2

I am trying to validate email in SQL using RegEX to achieve below criteria.

Create a query (use the operator LIKE) that searches for all the Email Addresses that contain:

  1. Only one symbol “@”
  2. At least one symbol “.”
  3. If there is only one “.” symbol it should be after the symbol “@” (and not before it)
  4. At least 6 characters
  5. The symbols “.” and “@” must not be next to each other
  6. The symbol “.” or “@” must not be at the beginning or end of the address In addition, the Email Address must not contain the following symbols: “=”, “_”, “-“, “+”, “&”, “<”, “>” or “,”.

I tried writing a query and I have considered all the above point except the at least 6 character condition. I am getting the results but all of them is getting displayed as invalid, I am not sure why.

Below is the query that I wrote:

SELECT EmailAddress 
CASE WHEN EmailAddress Like '%^[A-Za-z0-9._%\-+!#$&/=?^|~]+@[A-Za-z0-9.-]+[.][A-Za-z]+$%' THEN 'Valid'
ELSE 'INVALID' END
AS valid_email
FROM Database
Where EmailAddress is not null
8
  • 3
    Regexs aren’t good for validating email addresses Commented Jul 10, 2022 at 15:59
  • Hey @DanielA.White Thanks for the comment. Is there any other way to achieve this in SQL? Commented Jul 10, 2022 at 16:01
  • Does this answer your question? SQL Email Verification Function using Regex Commented Jul 10, 2022 at 16:10
  • 1
    Should [email protected] be treated as valid? Note that RFC2606 tells us that nothing with domain ending .invalid should ever work. How about: [email protected] (could exist but domain is not currently registered)? How about: [email protected] (domain is valid but there is no such local part currently) ? Commented Jul 10, 2022 at 16:15
  • At least have the terminology right. SQL Server does not support regex, it supports globbong which have very limited capabilities. Commented Jul 10, 2022 at 16:48

3 Answers 3

1

I did some research and found that the 'like' operator alone doesn't support regular expression; instead, Oracle SQL supports it by using the 'REGEXP_LIKE' keyword.

(^[A-Za-z0-9.%\!#$/?^|~]+@[A-Za-z0-9.-]+\.[A-Za-z]{2,}$) 

I tried your code in this way:

SELECT EmailAddress 
CASE WHEN EmailAddress 
REGEXP_LIKE(^[A-Za-z0-9.%\!#$/?^|~]{1,6}+@[A-Za-z0-9.-]+\.[A-Za-z]{2,}$) THEN'Valid'
ELSE 'INVALID' END
AS valid_email
FROM Database
Where EmailAddress is not null;
Sign up to request clarification or add additional context in comments.

[Excerpts of pointing data]
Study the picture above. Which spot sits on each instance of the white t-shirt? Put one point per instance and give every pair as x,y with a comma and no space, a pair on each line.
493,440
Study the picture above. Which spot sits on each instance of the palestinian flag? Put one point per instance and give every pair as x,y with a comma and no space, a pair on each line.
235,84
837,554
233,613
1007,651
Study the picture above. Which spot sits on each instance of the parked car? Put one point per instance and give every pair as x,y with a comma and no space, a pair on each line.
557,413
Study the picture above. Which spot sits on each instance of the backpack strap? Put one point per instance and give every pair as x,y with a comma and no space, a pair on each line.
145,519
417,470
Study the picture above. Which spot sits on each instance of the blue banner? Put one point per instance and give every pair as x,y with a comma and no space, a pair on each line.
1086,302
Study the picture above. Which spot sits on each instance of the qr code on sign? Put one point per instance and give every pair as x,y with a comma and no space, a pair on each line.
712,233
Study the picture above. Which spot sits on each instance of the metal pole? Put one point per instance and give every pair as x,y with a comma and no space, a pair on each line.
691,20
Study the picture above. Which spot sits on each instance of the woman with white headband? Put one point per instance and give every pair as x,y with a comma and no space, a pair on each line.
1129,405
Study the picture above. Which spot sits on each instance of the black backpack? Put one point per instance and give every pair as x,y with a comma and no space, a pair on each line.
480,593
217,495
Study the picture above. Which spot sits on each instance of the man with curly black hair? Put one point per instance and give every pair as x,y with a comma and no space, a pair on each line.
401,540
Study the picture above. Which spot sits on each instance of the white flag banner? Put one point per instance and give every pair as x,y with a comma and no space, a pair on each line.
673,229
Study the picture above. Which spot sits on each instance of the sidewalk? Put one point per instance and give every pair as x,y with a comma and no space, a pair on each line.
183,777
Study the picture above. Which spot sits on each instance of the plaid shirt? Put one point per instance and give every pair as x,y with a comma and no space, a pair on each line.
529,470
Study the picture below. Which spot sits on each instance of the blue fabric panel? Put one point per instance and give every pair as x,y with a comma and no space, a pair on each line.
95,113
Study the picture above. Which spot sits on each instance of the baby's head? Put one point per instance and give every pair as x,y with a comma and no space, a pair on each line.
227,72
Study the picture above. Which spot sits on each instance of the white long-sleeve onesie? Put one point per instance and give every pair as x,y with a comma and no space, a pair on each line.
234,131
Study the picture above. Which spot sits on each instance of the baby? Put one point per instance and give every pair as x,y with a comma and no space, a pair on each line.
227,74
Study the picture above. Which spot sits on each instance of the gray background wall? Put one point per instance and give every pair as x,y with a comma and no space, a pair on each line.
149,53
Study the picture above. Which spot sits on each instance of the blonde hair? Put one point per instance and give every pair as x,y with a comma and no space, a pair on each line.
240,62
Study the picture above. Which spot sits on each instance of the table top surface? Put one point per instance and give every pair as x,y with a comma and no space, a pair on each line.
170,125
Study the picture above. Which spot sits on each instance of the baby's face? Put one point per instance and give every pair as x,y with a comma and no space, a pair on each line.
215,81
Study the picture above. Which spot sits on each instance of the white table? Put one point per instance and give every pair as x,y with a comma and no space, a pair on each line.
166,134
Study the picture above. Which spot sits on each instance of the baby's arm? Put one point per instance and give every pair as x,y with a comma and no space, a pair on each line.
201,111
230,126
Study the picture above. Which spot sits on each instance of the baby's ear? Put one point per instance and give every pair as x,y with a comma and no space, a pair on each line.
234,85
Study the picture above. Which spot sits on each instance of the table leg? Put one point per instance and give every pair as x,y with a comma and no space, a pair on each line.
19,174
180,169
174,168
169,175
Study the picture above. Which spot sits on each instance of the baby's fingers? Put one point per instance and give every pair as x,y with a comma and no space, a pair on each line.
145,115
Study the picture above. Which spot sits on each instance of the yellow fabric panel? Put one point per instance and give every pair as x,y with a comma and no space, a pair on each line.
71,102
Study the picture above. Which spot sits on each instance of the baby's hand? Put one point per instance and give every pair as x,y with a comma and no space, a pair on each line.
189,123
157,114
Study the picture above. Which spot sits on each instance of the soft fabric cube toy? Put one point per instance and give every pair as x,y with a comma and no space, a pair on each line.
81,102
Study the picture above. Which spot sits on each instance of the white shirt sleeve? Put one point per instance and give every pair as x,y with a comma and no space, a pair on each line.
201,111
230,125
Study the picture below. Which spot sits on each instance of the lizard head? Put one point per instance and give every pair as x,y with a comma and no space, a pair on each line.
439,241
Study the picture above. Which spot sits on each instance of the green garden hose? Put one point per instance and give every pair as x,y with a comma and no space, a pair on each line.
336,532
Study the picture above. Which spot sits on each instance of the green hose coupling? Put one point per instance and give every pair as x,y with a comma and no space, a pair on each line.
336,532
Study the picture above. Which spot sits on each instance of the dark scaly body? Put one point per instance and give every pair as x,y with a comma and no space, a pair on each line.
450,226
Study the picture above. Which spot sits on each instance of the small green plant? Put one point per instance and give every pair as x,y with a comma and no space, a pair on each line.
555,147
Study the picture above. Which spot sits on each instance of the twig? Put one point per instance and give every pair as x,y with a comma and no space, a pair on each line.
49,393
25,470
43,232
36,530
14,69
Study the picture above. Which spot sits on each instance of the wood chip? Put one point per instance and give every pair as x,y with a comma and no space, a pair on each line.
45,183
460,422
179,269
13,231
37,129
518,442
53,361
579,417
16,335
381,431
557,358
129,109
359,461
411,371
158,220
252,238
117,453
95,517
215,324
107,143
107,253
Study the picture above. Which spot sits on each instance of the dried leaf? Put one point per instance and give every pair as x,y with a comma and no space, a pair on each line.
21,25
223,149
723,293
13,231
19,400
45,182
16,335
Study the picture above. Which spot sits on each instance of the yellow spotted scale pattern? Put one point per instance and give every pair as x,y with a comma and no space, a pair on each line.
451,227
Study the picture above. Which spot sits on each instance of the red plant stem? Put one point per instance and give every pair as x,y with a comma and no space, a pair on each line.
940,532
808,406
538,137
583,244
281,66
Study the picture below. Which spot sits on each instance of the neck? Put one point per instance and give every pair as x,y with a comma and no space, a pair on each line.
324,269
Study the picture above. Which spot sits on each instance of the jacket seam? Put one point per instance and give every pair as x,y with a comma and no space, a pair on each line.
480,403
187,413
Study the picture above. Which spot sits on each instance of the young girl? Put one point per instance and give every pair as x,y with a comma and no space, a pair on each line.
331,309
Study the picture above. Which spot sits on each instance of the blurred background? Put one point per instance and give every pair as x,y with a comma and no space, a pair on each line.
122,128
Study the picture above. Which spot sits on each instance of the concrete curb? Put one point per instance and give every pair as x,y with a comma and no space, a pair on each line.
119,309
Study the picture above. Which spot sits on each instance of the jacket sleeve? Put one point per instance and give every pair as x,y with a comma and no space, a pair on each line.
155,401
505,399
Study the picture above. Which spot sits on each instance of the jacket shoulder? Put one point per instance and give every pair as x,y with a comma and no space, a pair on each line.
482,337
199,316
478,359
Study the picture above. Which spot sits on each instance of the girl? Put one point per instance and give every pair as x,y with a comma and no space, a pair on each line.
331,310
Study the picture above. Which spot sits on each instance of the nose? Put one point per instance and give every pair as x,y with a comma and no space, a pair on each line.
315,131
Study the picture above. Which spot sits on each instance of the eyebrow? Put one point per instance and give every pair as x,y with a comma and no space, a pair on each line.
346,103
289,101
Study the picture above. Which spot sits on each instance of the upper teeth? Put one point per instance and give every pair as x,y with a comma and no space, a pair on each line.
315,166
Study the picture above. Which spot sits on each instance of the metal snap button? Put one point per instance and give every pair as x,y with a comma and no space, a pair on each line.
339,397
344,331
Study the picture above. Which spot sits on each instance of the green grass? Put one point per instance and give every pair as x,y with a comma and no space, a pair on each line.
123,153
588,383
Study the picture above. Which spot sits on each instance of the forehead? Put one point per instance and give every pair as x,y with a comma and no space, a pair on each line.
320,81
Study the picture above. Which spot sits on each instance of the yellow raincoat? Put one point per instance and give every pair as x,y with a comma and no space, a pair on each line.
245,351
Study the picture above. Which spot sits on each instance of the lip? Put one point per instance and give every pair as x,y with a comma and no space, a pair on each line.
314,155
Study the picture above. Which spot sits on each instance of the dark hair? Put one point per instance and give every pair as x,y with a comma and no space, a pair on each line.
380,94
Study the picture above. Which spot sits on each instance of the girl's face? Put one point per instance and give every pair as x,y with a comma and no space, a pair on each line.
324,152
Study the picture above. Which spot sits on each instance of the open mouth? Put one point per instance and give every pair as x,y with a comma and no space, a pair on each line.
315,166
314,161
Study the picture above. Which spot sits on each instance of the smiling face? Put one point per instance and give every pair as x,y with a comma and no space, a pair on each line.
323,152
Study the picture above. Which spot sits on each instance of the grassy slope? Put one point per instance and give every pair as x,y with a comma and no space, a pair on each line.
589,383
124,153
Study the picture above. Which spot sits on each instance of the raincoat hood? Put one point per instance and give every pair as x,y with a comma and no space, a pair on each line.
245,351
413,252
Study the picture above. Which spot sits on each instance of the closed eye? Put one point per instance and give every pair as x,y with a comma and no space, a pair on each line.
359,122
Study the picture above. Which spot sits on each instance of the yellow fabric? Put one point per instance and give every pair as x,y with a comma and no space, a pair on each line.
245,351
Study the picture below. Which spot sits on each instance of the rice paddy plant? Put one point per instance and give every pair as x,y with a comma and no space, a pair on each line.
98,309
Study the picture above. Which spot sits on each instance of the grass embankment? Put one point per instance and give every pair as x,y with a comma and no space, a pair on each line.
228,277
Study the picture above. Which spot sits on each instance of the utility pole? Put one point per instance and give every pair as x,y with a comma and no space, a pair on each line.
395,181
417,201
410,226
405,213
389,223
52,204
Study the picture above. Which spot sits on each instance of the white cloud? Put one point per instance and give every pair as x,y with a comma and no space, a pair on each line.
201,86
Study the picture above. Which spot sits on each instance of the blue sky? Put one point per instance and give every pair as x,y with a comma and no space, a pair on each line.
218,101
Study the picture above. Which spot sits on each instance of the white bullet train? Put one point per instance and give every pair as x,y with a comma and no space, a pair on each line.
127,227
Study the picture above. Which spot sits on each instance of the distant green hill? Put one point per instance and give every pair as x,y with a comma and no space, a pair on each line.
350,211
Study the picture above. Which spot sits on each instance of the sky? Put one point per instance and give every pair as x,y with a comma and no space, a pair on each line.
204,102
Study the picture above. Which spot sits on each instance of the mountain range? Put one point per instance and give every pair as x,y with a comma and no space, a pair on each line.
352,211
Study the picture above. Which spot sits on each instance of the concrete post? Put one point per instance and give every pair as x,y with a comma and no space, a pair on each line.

**DIRECTIVES**
1. List every symbol that, according to the email validation thread, the email address must not contain.
2. Reproduce the portion of the email validation thread starting at "2. At least" and ending at "not sure why.".

**TASK ANSWERS**
1. =, _, -, +, &, <, >, ,

2.
2. At least one symbol “.”
  3. If there is only one “.” symbol it should be after the symbol “@” (and not before it)
  4. At least 6 characters
  5. The symbols “.” and “@” must not be next to each other
  6. The symbol “.” or “@” must not be at the beginning or end of the address In addition, the Email Address must not contain the following symbols: “=”, “_”, “-“, “+”, “&”, “<”, “>” or “,”.

I tried writing a query and I have considered all the above point except the at least 6 character condition. I am getting the results but all of them is getting displayed as invalid, I am not sure why.